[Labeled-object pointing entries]
[BEGIN]
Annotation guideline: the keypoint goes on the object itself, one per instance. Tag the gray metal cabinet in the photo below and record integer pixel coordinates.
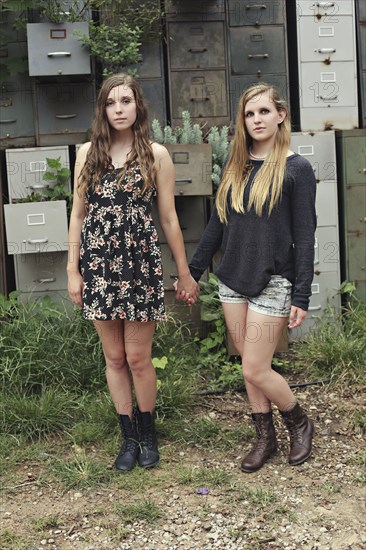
(319, 149)
(64, 111)
(54, 49)
(197, 58)
(36, 227)
(258, 48)
(327, 65)
(26, 168)
(351, 152)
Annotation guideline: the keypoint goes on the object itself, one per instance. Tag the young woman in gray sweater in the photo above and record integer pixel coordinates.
(264, 222)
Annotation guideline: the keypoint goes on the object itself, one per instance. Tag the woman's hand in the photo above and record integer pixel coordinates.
(297, 315)
(186, 289)
(75, 288)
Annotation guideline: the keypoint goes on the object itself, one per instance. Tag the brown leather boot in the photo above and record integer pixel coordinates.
(265, 445)
(301, 431)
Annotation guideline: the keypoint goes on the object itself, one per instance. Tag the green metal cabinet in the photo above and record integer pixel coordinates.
(351, 153)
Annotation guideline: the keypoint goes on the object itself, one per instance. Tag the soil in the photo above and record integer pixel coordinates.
(318, 505)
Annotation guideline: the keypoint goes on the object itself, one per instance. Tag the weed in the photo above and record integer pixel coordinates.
(80, 471)
(145, 510)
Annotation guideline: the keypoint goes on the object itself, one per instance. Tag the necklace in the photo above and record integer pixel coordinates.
(255, 157)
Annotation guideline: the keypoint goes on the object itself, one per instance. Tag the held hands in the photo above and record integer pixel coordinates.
(186, 289)
(297, 315)
(75, 288)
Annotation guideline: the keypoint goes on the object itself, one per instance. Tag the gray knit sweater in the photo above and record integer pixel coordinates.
(254, 248)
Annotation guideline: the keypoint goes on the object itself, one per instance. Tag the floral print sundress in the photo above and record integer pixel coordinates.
(120, 256)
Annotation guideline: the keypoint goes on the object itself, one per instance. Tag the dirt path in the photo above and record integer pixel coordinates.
(318, 505)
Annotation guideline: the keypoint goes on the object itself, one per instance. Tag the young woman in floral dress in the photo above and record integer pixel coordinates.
(114, 266)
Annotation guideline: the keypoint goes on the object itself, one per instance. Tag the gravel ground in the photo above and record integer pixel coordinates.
(318, 505)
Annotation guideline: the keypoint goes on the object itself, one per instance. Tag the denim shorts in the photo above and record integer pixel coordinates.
(275, 298)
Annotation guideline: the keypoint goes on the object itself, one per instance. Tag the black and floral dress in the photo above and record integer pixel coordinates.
(120, 256)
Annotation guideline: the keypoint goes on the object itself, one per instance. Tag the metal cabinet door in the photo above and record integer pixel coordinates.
(191, 212)
(253, 51)
(327, 42)
(41, 272)
(319, 149)
(193, 168)
(202, 93)
(356, 208)
(326, 11)
(357, 256)
(335, 86)
(195, 10)
(26, 168)
(196, 45)
(355, 159)
(65, 108)
(36, 227)
(54, 49)
(326, 203)
(254, 13)
(16, 115)
(326, 249)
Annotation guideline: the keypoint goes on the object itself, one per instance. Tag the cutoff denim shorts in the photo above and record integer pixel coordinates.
(274, 300)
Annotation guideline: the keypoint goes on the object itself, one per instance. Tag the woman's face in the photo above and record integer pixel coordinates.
(261, 118)
(121, 108)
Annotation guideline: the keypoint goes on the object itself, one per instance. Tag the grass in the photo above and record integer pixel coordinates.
(145, 510)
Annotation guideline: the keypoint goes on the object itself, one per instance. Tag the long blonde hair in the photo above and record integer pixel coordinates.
(98, 158)
(267, 185)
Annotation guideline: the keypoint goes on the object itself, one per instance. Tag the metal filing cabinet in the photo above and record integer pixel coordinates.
(16, 106)
(37, 232)
(64, 111)
(54, 49)
(319, 149)
(258, 51)
(327, 65)
(196, 38)
(361, 53)
(351, 154)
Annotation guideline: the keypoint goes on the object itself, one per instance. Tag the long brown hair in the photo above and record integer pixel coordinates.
(267, 185)
(98, 158)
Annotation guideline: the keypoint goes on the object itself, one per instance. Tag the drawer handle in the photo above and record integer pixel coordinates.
(66, 116)
(258, 56)
(326, 50)
(39, 186)
(46, 280)
(182, 181)
(59, 54)
(38, 241)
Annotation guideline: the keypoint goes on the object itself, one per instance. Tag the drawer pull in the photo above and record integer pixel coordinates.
(256, 7)
(38, 241)
(324, 4)
(66, 116)
(326, 50)
(258, 56)
(46, 280)
(182, 181)
(59, 54)
(39, 186)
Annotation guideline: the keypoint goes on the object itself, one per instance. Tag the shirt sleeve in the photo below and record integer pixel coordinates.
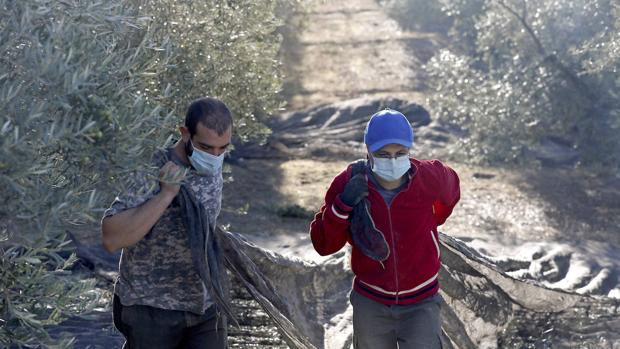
(448, 191)
(329, 231)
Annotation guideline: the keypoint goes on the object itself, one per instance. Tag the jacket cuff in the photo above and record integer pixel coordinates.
(341, 207)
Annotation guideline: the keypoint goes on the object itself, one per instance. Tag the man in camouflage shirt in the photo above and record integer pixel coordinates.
(160, 300)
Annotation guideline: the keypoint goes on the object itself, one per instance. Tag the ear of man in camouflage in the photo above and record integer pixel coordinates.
(158, 270)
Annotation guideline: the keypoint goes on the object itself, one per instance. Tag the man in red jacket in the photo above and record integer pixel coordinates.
(395, 300)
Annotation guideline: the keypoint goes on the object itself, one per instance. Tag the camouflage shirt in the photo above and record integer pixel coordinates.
(158, 270)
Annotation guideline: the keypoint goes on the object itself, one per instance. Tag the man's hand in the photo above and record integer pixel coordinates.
(355, 190)
(170, 177)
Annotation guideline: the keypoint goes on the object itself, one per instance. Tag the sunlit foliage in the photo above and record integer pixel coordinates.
(533, 69)
(88, 89)
(518, 71)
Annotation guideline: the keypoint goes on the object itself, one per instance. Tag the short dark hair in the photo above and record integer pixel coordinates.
(211, 112)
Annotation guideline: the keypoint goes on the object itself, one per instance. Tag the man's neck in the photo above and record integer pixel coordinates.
(179, 150)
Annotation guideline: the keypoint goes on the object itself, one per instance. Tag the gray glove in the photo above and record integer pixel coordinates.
(355, 190)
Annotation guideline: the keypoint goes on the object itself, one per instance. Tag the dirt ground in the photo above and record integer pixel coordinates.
(348, 49)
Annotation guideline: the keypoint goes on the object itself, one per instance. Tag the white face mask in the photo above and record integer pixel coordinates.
(391, 169)
(205, 163)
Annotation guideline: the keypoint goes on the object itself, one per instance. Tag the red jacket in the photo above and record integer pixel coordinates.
(409, 225)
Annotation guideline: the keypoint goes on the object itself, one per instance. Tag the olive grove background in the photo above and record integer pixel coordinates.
(521, 73)
(88, 89)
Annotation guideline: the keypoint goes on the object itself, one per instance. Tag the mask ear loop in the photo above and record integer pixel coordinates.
(189, 147)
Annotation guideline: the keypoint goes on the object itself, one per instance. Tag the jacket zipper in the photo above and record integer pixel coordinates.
(389, 206)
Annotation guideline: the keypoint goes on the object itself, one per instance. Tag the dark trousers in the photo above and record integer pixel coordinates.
(146, 327)
(379, 326)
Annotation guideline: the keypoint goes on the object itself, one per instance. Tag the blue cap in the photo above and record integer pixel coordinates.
(388, 127)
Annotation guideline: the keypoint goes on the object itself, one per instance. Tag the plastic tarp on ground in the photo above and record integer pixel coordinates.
(484, 307)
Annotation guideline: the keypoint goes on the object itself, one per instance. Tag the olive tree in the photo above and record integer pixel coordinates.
(522, 70)
(88, 90)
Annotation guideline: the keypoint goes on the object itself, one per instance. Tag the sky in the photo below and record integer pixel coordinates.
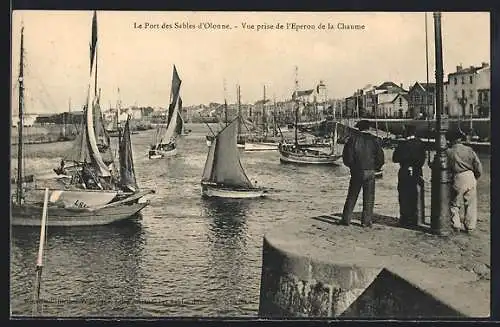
[END]
## The request
Gather every line from the items above that contains the word "brown", and list them.

## Output for this exercise
Annotation guideline: the keypoint goes on the object itself, one per instance. Tag the brown leather boot in the photo above and record integer pixel coordinates.
Annotation guideline: the keypoint goes on the object itself, one per instance. Tag the long brown hair in the photo above and record integer pixel coordinates.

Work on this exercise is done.